> _Testo fornito_:
Il nome, innanzitutto: si dice cachi, sempre. Al singolare come al plurale; che si parli della pianta o del frutto. Il cachi – che in alcune regioni, come ad esempio la Toscana chiamano anche diòspiro o diòspero e in Campania lignasant, legna santa, perché, tagliando il frutto a metà apparirebbe l’immagine di una croce con Cristo crocifisso – arriva dal Giappone e ha mantenuto il nome originale, kaki (柿), noto anche come loto del Giappone. Diospero, invece, è il nome scientifico assegnatogli da Linneo nel Settecento, Diòspyros kaki. Per inciso, una varietà della stessa numerosa famiglia della pianta da cui si ottiene un legno di grande pregio, l’ebano.
Nel mondo, è più conosciuto con il termine inglese persimmon e, dal 1945, come “albero della pace”, in quanto alcune piante di kaki sono sopravvissute alla bomba atomica che colpì Nagasaki.
Forse qualcuno si sarà chiesto come mai, essendo i cachi di un bell’arancione squillante, quando si tratta del colore il termine indichi una sorta di beige verdolino polveroso, tipico dell’abbigliamento militare. In effetti, anche se la parola è la stessa, l’origine è del tutto diversa e viene dall’ inglese, khaki, a sua volta derivato dall’indostano kaki, che vuol dire color polvere e nasce dal persiano khâk, polvere. Era, in origine, il colore delle uniformi militari inglesi in India.
Il cachi, nel senso dell’albero, è originario dell’Asia orientale ed è una delle più antiche piante da frutta coltivate dall’uomo, conosciuto da oltre duemila anni in Cina, dove era definito “albero delle sette virtù”, ovvero la longevità, l’ombra, la mancanza di nidi, l’assenza di tarli, il verde delle foglie, la resistenza al freddo, la creazione del concime con i frutti caduti.

> _Dati estratti_:
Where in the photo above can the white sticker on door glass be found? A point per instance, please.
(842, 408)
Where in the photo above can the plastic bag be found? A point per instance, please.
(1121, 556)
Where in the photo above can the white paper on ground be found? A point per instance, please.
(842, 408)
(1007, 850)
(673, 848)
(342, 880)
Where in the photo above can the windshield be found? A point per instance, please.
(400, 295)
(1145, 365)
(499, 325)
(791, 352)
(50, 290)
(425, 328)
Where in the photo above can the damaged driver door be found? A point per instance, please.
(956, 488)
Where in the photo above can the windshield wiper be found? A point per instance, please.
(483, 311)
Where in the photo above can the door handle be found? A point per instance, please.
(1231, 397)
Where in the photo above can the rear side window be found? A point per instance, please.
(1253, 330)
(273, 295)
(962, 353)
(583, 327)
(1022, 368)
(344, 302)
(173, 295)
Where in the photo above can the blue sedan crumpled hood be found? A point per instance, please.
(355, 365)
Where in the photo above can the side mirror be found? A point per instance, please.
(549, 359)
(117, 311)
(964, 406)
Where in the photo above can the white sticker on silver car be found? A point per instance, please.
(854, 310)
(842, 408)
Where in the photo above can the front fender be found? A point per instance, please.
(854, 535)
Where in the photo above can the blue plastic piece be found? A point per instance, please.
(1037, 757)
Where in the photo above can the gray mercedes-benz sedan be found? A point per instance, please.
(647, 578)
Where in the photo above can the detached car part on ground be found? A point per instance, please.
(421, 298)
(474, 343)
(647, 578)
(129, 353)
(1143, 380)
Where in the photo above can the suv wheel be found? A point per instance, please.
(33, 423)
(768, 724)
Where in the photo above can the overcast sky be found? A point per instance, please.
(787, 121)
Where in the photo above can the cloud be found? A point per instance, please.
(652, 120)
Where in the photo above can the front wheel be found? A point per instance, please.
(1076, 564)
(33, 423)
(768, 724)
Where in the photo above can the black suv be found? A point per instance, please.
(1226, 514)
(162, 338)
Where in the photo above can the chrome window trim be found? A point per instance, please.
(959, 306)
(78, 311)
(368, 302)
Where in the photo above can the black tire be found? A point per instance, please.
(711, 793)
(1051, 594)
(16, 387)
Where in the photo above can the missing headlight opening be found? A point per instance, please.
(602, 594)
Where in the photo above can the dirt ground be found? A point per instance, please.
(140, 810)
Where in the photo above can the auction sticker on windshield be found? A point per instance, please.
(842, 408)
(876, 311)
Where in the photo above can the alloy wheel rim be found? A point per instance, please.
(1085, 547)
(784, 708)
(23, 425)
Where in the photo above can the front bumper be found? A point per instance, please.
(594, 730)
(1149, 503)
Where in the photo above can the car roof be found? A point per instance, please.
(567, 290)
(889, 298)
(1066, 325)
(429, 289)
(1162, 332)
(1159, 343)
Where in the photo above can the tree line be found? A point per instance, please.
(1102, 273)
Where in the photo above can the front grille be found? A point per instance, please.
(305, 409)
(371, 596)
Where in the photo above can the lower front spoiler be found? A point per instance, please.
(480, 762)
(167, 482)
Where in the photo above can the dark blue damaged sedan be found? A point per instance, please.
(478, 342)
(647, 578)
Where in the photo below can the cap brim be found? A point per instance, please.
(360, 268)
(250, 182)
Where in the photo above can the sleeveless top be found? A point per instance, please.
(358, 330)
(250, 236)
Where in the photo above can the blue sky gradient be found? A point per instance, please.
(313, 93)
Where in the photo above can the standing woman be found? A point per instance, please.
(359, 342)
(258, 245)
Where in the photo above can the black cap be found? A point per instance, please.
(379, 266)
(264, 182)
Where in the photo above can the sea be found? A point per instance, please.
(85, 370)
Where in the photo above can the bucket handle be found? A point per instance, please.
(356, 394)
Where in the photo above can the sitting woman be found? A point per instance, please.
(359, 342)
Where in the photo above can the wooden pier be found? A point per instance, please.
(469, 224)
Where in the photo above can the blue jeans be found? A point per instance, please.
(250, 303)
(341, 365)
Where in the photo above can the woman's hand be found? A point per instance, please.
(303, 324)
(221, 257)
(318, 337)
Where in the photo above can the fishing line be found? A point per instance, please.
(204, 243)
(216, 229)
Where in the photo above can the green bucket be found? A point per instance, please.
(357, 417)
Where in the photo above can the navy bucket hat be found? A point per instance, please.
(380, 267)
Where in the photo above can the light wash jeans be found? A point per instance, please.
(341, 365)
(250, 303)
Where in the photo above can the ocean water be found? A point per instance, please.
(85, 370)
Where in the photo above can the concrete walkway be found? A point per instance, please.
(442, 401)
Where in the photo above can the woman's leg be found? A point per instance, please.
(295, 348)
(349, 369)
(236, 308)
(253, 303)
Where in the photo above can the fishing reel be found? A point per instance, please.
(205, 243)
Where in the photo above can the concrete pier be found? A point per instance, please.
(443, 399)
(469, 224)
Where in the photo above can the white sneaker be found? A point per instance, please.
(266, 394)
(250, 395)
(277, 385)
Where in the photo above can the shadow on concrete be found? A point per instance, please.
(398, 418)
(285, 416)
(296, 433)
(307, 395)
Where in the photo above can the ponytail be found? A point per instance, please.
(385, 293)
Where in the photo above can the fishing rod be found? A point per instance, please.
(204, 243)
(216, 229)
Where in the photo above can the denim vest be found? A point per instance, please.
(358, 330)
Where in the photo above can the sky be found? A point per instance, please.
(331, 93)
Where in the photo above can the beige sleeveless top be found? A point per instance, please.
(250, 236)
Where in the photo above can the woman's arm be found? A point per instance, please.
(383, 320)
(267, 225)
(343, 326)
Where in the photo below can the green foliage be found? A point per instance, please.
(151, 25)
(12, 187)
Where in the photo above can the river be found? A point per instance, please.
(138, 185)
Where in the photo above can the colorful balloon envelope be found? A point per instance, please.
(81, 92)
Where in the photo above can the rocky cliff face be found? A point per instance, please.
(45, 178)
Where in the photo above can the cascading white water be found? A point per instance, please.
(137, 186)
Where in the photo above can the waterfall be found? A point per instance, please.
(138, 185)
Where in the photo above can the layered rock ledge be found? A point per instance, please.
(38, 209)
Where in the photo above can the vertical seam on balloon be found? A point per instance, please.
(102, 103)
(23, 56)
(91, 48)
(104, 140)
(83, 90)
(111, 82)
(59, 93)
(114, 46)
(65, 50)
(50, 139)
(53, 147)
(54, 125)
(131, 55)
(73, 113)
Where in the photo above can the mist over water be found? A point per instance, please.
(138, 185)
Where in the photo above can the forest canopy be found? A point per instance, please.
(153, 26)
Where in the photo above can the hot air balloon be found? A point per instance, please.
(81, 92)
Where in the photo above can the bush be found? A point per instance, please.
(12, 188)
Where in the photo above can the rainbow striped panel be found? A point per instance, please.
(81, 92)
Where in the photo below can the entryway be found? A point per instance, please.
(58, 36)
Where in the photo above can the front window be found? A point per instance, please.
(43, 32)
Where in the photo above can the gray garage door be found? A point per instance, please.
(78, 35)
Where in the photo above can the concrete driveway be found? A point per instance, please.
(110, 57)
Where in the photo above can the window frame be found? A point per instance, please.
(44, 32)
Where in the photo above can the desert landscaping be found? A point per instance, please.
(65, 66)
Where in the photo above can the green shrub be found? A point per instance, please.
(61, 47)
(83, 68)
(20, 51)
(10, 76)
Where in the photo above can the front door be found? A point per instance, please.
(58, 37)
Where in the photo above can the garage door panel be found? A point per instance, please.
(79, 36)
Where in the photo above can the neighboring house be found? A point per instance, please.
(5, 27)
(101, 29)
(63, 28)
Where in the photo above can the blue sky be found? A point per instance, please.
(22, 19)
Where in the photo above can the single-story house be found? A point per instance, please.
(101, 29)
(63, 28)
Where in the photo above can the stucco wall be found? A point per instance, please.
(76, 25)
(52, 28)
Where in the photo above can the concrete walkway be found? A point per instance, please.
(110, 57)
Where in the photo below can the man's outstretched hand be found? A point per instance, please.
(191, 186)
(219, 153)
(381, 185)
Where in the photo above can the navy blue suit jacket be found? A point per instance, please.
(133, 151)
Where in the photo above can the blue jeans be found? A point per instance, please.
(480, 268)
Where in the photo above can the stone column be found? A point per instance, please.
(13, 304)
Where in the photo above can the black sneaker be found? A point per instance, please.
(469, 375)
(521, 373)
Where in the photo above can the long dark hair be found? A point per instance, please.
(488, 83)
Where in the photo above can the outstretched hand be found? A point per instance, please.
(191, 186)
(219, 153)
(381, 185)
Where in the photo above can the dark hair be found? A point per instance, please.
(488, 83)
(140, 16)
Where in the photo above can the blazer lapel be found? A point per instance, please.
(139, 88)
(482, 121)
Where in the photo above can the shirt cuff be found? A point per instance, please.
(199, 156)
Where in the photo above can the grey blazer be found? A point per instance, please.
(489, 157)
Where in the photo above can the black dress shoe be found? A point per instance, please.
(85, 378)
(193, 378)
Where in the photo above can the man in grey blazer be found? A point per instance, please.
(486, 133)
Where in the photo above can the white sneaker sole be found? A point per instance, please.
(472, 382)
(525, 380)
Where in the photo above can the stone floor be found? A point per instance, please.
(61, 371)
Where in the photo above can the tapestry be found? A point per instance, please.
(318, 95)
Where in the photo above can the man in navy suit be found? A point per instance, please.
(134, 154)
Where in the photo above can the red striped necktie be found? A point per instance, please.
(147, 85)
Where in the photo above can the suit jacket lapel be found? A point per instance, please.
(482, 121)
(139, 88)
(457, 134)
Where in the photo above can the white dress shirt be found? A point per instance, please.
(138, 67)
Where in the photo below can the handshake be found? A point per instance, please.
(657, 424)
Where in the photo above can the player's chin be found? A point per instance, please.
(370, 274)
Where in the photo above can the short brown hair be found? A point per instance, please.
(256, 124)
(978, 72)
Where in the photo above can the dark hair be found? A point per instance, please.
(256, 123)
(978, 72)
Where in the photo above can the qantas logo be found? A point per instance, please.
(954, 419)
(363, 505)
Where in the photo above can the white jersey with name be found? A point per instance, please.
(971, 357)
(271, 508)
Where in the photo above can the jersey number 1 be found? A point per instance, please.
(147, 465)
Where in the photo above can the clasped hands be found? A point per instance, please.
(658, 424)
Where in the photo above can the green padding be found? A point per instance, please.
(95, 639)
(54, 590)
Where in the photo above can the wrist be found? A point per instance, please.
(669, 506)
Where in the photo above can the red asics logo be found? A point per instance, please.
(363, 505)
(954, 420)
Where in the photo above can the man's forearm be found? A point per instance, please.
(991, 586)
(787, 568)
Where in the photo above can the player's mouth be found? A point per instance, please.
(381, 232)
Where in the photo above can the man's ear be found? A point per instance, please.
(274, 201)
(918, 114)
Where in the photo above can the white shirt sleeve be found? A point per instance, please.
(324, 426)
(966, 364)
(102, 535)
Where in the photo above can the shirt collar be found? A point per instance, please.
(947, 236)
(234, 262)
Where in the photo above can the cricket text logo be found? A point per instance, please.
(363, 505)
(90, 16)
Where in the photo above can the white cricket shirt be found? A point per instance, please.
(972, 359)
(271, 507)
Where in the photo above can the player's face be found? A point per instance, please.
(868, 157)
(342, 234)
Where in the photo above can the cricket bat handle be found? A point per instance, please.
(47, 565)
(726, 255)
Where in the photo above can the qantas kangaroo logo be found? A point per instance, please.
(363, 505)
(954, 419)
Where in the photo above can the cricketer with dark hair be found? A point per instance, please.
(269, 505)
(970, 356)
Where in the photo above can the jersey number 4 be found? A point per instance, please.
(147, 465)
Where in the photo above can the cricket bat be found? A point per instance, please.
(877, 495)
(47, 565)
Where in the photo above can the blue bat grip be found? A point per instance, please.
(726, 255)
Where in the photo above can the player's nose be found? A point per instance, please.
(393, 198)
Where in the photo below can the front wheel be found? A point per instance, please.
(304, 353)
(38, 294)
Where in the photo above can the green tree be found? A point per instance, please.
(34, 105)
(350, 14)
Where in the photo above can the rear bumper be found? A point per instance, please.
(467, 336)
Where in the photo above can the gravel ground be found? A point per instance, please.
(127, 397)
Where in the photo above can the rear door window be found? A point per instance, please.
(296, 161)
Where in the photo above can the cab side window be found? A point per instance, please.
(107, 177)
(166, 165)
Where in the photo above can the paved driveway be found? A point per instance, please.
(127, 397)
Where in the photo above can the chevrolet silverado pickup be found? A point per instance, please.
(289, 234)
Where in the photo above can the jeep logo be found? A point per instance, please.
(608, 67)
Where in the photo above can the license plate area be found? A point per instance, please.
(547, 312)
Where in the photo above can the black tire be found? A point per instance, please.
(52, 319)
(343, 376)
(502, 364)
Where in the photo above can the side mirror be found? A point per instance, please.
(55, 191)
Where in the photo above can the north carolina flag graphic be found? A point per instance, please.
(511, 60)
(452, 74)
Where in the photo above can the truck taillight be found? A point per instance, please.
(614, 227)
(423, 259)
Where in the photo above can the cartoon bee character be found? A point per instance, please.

> _Sfide_:
1. Nel testo sui cachi, con quale nome era conosciuto l'albero in Cina?
2. Prosegui il testo sui cachi dopo la sua ultima frase.
Per questo lavoro gli item non servono.

> _Risposte scritte_:
1. Era chiamato "albero delle sette virtù".

2.
La coltivazione si diffuse prima in Giappone e poi in Europa, alla fine del diciottesimo secolo. Il primo esemplare impiantato in Italia pare fosse stato posto a dimora attorno al 1870 nel giardino fiorentino di Boboli e i suoi frutti trovarono un estimatore illustre in Giuseppe Verdi. Si conserva ancora la sua lettera di ringraziamento ai Fratelli Ingegnoli, proprietari di una ditta di giardinaggio fondata nel 1817 e primi a importare a Milano gli alberi di cachi, per avergli inviato, nel marzo 1888, una cassettina con sei frutti alla sua tenuta agricola di Sant’Agata, a Villanova sull’Arda, vicino a Piacenza, dove si dedicava con passione al giardinaggio e all’agricoltura.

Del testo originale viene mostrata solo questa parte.